§ TASK DESCRIPTION
Reproduce the records exactly. Leave the pictures out.

§ RECORDS TO USE
* * *
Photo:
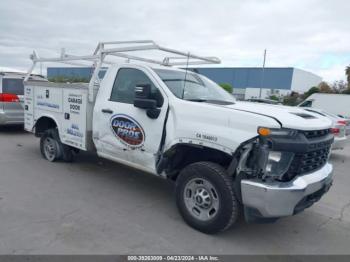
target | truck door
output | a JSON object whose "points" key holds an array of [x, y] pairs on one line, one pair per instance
{"points": [[124, 132]]}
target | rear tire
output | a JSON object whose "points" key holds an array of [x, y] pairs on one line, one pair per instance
{"points": [[49, 145], [205, 197]]}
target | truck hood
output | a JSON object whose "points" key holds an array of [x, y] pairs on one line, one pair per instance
{"points": [[287, 116]]}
* * *
§ RESULT BELOW
Photo:
target | truck door
output | a JSON object whose "points" key holds an array of [x, y] pairs on one line, one pair per instance
{"points": [[124, 132]]}
target | rear tire
output | a JSON object whose "points" key holds an array of [x, y] pairs on one line, one pair per instance
{"points": [[49, 145], [205, 197]]}
target | truck hood
output | a JSON object whose "points" key holds an array of [x, y] pairs on one line, one pair per instance
{"points": [[287, 116]]}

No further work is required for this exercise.